[Saved items from a collection]
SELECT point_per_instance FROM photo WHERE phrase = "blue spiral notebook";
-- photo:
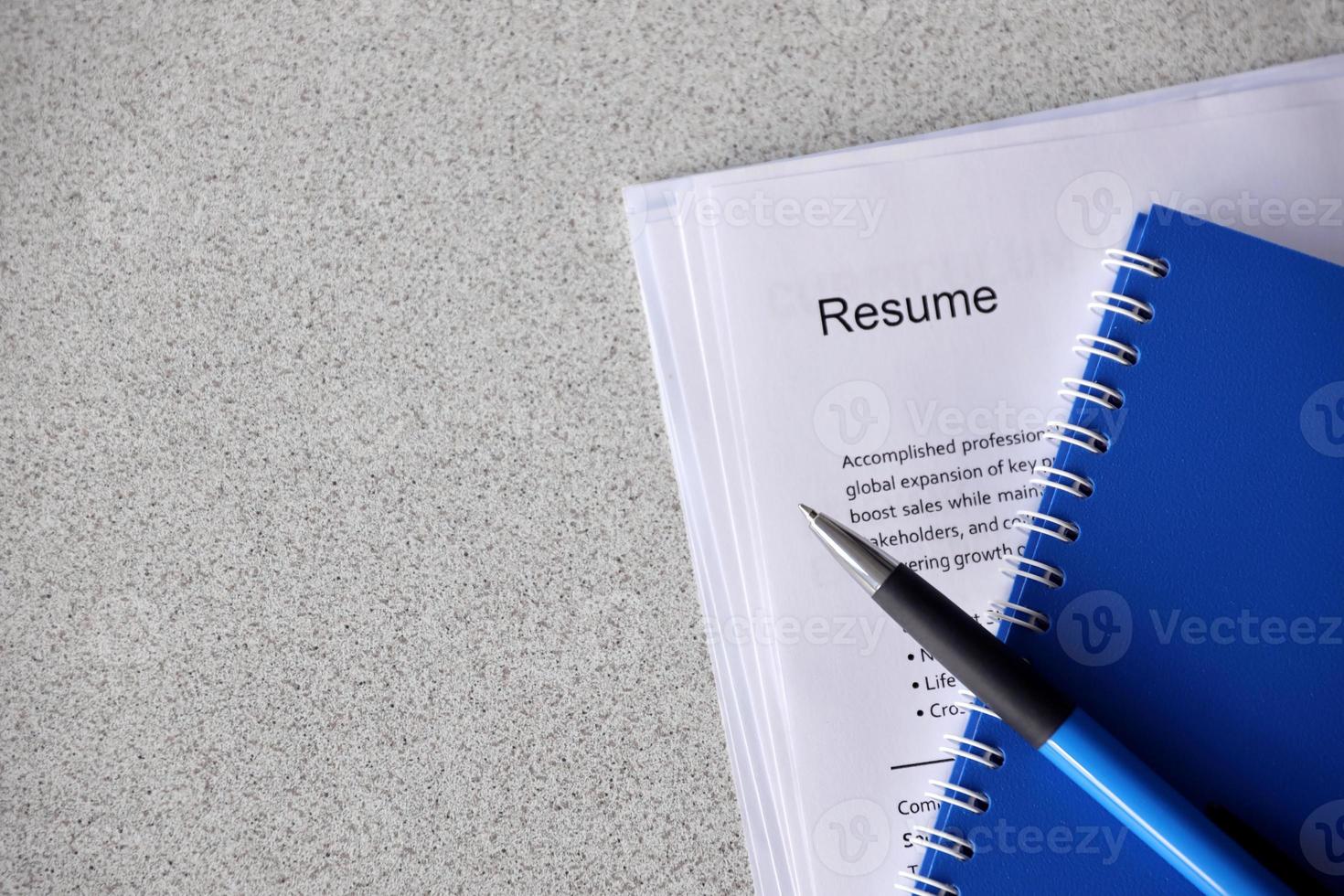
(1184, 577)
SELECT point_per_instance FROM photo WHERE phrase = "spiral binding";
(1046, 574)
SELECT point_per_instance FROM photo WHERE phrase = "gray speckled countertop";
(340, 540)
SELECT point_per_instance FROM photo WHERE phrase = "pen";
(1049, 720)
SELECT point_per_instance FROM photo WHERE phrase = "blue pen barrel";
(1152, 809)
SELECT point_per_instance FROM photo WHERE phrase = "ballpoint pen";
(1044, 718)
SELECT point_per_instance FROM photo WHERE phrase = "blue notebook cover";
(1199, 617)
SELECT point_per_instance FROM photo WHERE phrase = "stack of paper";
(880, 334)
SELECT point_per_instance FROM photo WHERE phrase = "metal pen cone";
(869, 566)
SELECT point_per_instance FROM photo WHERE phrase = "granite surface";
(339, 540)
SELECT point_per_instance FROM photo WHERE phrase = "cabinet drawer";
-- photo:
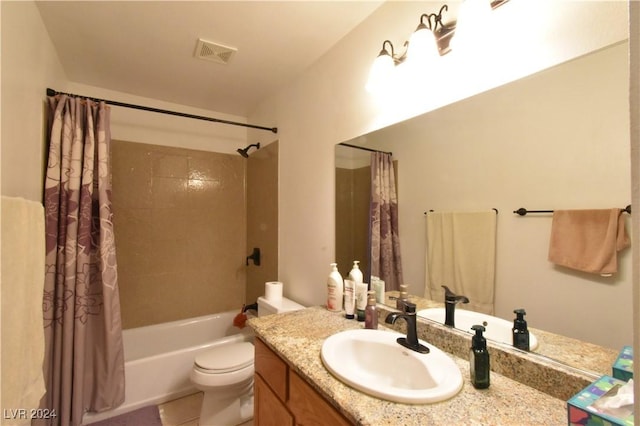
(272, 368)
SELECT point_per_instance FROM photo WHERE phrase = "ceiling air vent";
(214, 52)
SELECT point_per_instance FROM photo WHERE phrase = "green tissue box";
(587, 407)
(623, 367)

Aim - Write out the lines of the entries exactly as they appear, from the very first line through the line that contains "(1049, 720)", with both ends included. Leave the pictures out.

Answer below -
SELECT point_per_instance FROM photo WHERE phrase = "blue spiral notebook";
-- photo:
(1184, 577)
SELECT point_per_instance FROM photo WHERE phrase = "spiral binding";
(1046, 574)
SELECT point_per_instance FROM photo WHERE phrase = "gray speckled countertop";
(340, 540)
SELECT point_per_instance FROM photo WHERE phrase = "pen";
(1049, 720)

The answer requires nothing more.